- Textauszug -
● ● ● ● ● ● ●

Sehr geehrter Herr Ciecior,

vielen Dank für Ihre Frage auf Abgeordnetenwatch.de.

Der Gesundheitsausschuss des Deutschen Bundestages hat am 15. Oktober eine Anhörung zum Thema Cannabis als Medizin durchgeführt, in der umfänglich u.a. das Für und Wider einer Selbstmedikation mit Cannabis sowie die Ermöglichung des Eigenanbaus diskutiert worden ist.

Klargeworden ist, dass austherapierte Patienten mit chronischen Schmerzen erfolgreich mit Cannabis-Extrakten behandelt werden können. Das Nebenwirkungsspektrum von Cannabisprodukten ist allerdings beträchtlich: Berichtet wurden u.a.Schlaganfälle und Herzinfarkte, Bluthochdruck und Pulsbeschleunigung. Zu beachten sind nicht nur die Fälle, in denen eine Anwendung Erfolg verspricht, sondern auch Kontraindikationen: Keinesfalls angewendet werden sollten Cannabinoide von schwangeren Frauen und Heranwachsenden bis mindestens 20 Jahre. Zudem bestünde zumindest ein physisches Suchtpotenzial.

● ● ● ● ● ● ●

- Gezeigtes Material -
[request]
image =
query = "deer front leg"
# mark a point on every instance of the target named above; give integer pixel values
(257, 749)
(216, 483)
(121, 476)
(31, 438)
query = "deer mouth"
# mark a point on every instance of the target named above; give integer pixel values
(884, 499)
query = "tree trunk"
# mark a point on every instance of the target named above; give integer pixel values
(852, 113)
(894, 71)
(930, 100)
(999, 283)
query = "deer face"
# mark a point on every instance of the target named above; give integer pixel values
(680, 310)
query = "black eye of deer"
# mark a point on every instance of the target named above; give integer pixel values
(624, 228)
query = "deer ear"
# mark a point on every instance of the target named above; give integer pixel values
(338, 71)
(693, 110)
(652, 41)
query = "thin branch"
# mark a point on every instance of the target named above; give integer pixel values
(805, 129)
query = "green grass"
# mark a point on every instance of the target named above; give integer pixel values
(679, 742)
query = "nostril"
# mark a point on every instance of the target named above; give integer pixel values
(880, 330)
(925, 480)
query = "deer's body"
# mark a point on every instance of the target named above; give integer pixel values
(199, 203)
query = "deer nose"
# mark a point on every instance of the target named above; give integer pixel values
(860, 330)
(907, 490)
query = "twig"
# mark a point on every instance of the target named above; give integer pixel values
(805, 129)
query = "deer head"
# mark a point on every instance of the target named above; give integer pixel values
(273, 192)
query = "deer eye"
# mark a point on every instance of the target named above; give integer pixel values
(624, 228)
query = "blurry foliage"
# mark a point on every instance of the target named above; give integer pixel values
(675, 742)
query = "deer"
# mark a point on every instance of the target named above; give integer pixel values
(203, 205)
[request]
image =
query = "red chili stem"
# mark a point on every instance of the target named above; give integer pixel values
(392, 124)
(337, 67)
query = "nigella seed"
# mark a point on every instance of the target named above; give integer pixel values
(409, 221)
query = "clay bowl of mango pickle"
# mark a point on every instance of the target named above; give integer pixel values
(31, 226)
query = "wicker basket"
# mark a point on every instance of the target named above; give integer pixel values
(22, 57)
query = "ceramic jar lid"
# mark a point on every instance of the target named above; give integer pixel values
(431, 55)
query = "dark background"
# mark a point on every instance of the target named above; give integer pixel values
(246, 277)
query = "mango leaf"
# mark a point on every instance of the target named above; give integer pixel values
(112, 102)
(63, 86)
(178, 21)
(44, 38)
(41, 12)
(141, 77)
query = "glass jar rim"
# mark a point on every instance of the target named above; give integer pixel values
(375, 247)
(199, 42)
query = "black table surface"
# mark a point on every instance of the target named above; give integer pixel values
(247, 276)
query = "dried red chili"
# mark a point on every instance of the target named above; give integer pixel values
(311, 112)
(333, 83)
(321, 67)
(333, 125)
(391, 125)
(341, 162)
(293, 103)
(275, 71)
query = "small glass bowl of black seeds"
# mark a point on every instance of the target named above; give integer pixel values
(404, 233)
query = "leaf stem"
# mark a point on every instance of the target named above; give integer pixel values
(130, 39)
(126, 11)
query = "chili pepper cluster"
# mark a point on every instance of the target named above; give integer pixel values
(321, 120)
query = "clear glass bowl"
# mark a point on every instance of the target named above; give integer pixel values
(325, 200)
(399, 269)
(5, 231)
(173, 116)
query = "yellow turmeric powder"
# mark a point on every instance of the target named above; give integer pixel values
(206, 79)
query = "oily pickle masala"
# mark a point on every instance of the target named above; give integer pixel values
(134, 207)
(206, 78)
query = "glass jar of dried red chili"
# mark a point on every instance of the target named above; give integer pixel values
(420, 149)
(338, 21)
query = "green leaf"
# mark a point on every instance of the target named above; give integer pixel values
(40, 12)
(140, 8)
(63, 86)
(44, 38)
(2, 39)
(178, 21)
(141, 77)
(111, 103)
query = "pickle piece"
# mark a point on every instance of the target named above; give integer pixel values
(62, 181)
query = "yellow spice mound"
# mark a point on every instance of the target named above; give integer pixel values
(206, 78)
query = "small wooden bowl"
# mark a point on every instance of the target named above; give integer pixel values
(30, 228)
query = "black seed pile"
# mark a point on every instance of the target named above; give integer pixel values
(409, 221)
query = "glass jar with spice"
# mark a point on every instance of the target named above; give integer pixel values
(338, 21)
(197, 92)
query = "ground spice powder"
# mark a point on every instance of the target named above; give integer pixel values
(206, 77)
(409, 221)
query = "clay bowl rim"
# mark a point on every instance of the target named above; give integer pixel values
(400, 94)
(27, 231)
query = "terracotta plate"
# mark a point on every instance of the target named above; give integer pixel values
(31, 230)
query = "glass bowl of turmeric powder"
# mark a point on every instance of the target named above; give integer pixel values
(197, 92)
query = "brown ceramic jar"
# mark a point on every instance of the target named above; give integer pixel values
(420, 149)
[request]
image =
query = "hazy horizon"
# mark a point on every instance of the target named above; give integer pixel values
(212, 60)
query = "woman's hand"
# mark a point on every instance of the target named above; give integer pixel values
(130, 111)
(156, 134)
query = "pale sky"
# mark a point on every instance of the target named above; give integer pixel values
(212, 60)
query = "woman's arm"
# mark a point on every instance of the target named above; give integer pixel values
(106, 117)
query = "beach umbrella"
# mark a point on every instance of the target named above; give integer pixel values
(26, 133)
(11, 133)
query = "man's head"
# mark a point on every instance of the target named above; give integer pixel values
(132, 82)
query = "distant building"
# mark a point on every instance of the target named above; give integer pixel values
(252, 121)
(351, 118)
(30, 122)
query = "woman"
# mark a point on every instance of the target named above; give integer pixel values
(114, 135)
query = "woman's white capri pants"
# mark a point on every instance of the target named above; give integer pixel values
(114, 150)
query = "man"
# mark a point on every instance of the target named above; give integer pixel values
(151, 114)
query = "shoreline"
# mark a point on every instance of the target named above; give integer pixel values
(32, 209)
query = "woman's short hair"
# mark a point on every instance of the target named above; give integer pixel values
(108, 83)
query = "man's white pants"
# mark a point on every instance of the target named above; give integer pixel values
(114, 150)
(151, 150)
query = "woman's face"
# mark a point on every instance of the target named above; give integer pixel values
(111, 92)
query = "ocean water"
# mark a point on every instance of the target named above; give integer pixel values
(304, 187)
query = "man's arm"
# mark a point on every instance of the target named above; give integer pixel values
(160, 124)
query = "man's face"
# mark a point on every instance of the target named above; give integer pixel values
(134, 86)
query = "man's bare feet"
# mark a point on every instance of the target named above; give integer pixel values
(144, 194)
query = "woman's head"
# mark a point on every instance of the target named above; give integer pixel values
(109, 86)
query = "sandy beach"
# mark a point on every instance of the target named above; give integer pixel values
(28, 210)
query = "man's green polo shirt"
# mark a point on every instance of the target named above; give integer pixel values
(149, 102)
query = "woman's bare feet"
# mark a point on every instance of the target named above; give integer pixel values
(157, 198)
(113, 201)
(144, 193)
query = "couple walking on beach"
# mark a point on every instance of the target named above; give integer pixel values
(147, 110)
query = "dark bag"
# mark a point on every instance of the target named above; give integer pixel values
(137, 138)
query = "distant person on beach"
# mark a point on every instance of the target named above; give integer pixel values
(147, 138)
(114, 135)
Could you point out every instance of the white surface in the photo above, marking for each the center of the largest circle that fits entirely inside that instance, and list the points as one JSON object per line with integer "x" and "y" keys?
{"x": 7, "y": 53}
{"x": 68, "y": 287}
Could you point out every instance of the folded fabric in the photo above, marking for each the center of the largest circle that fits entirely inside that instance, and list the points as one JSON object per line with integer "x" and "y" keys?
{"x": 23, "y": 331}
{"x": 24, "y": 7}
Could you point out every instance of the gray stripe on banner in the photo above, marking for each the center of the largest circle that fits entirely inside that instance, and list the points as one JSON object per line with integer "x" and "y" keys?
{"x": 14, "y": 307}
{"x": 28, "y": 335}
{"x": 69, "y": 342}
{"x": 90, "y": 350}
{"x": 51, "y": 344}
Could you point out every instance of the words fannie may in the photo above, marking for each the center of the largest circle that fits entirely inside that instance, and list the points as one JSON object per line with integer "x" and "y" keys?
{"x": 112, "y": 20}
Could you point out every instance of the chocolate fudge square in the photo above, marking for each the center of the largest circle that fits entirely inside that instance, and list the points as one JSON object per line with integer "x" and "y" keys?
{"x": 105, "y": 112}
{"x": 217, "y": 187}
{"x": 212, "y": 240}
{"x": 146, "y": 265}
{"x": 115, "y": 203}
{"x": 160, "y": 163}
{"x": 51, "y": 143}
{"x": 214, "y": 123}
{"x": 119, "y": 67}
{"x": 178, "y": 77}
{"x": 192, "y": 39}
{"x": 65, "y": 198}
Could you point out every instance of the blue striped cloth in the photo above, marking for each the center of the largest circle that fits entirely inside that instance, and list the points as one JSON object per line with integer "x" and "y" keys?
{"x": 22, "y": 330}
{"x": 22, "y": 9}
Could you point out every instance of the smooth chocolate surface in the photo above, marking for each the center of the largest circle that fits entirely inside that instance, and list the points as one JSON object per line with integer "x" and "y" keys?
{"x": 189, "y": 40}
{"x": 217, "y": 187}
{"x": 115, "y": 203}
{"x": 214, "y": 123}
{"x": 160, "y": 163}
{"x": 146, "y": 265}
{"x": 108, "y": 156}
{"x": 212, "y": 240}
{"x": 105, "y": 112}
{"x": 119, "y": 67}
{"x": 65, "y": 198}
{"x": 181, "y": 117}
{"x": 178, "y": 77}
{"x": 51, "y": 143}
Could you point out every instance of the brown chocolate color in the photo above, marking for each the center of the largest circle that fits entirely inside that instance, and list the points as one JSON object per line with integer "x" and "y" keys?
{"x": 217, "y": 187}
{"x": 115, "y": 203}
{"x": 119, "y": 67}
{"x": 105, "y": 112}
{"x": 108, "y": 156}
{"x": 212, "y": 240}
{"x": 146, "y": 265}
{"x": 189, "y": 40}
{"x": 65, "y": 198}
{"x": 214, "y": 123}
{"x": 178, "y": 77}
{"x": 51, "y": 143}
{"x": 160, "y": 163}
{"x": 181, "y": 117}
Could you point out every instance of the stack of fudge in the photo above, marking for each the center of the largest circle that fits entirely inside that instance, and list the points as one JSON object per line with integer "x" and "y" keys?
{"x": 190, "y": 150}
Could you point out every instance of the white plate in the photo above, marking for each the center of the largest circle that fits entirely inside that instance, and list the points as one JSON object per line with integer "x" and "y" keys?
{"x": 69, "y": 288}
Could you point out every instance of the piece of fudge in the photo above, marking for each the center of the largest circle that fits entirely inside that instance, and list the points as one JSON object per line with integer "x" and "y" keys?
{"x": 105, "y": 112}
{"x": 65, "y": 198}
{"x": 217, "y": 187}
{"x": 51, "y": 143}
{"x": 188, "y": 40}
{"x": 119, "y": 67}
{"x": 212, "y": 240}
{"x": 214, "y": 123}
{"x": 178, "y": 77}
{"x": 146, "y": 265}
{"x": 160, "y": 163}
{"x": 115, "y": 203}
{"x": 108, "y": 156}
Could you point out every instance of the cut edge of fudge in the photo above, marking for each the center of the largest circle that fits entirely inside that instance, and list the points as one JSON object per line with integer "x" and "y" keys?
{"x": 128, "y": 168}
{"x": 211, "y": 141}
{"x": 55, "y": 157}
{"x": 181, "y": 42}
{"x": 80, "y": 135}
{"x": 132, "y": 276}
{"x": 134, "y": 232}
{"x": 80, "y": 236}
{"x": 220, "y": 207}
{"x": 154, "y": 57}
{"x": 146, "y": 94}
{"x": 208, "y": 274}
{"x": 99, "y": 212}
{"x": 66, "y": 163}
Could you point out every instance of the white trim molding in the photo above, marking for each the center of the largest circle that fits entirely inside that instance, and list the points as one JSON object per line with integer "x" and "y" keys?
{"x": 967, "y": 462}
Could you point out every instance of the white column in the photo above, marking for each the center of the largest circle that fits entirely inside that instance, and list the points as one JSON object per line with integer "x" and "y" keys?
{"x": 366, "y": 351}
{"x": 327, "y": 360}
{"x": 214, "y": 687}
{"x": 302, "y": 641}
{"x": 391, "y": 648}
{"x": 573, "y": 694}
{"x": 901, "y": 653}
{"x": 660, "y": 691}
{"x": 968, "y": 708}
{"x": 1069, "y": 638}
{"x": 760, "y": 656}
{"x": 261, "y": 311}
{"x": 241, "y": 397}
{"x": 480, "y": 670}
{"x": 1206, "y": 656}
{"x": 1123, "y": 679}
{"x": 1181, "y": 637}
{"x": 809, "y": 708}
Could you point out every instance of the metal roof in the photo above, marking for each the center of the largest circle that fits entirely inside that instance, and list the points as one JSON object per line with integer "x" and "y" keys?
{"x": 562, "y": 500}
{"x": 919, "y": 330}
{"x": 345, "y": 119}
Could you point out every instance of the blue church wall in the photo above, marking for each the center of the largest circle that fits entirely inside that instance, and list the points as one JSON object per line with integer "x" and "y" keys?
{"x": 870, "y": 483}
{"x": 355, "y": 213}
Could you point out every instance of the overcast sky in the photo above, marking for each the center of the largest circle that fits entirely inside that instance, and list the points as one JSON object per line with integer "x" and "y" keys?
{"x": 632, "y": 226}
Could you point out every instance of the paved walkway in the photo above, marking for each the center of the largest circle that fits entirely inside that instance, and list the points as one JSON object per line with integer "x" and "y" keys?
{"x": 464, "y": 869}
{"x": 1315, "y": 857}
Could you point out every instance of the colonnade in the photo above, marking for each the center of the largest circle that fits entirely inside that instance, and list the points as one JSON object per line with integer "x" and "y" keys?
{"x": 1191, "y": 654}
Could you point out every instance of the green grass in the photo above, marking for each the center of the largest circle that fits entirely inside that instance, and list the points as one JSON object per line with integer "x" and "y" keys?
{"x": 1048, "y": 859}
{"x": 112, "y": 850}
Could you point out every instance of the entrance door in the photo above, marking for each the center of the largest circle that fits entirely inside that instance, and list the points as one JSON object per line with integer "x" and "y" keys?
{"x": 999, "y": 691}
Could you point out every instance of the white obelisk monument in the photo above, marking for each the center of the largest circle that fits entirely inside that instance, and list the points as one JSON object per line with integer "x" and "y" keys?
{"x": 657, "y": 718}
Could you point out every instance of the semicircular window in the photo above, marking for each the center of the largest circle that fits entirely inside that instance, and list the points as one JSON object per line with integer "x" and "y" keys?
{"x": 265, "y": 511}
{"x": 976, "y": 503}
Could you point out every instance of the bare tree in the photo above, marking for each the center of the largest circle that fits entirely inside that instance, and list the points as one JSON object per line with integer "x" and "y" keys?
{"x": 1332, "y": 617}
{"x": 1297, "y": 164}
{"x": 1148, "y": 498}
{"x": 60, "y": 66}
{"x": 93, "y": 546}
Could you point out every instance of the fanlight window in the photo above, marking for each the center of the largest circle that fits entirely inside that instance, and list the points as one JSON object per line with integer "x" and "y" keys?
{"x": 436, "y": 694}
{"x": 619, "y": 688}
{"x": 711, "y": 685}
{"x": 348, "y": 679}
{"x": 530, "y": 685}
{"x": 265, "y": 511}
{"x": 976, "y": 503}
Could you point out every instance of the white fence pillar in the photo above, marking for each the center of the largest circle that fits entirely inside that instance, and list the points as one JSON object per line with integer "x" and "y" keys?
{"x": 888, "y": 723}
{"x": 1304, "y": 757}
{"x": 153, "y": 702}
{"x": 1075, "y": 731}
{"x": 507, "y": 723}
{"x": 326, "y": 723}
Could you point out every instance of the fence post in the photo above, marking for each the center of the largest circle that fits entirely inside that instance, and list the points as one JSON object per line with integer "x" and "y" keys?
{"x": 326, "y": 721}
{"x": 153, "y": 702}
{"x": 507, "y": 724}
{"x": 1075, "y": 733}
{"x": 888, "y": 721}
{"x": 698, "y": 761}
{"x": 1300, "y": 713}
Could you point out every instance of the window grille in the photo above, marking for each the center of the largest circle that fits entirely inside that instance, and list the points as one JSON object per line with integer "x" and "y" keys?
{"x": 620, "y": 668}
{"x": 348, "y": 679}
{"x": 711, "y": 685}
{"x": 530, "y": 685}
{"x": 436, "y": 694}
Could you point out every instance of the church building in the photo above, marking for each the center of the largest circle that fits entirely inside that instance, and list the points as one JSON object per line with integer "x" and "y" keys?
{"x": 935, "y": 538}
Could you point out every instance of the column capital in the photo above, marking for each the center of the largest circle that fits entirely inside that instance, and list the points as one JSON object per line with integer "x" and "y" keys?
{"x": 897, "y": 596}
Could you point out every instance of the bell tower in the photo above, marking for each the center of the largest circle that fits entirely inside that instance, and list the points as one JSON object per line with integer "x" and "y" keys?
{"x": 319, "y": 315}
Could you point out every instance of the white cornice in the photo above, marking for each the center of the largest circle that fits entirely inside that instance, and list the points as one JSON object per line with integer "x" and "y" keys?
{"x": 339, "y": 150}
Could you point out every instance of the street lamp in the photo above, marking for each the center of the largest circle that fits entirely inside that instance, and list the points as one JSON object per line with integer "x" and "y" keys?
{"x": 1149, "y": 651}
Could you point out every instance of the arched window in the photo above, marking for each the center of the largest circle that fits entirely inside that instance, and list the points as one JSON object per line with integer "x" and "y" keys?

● ● ● ● ● ● ●

- Aufgabe 1 -
Fasse den Absatz im Schreiben über Cannabis als Medizin, der mit „Klargeworden ist, dass“ beginnt, als Stichpunktliste zusammen und behalte dabei seine wesentlichen Fakten bei.
- Aufgabe 2 -
Übersetze diesen Satz aus dem Schreiben über Cannabis als Medizin ins Englische: „Klargeworden ist, dass austherapierte Patienten mit chronischen Schmerzen erfolgreich mit Cannabis-Extrakten behandelt werden können.“
- Aufgabe 3 -
Führe das Schreiben über Cannabis als Medizin im Anschluss an seinen letzten Satz fort.
Die Zeilen haben mit dem Schreiben über Cannabis als Medizin nichts zu tun.

- Ergebnis 1 -
- Austherapierte Patienten mit chronischen Schmerzen können erfolgreich mit Cannabis-Extrakten behandelt werden.
- Cannabisprodukte haben ein beträchtliches Nebenwirkungsspektrum, u. a. Schlaganfälle, Herzinfarkte, Bluthochdruck und Pulsbeschleunigung.
- Kontraindikationen sind zu beachten: Schwangere Frauen und Heranwachsende bis mindestens 20 Jahre sollten Cannabinoide keinesfalls anwenden.
- Zudem bestünde zumindest ein physisches Suchtpotenzial.

- Ergebnis 2 -
It has become clear that patients with chronic pain for whom all other treatment options have been exhausted can be successfully treated with cannabis extracts.

- Ergebnis 3 -
Mehrheitlich betont wurde, dass die Zulassung eines Fertig-Arzneimittels auf Basis eines standardisierten Verfahrens anzustreben sei. Wenn die erforderlichen Daten zum Beleg der pharmazeutischen Qualität, der Wirksamkeit und Unbedenklichkeit vorlägen, könnte eine Zulassung erwirkt werden. Ein solches Arzneimittel wäre dann auch verordnungsfähig.

In einem Gespräch des Gesundheitsausschusses mit Vertretern der Bundesopiumstelle wurde deutlich, dass allerdings die für eine Zulassung erforderlichen Daten derzeit nicht vorliegen. Um diesem Missstand unzureichender wissenschaftlicher Erkenntnisse abzuhelfen, sei das Bundesinstitut für Arzneimittel und Medizinprodukte (BfArM) auf Unternehmen zugegangen, die mit dem Thema Cannabis und Cannabisextrakten von der pharmazeutischen oder medizinischen Seite her befasst seien, und habe diese ermuntert, gemeinsam mit dem BfArM Studien auf den Weg zu bringen.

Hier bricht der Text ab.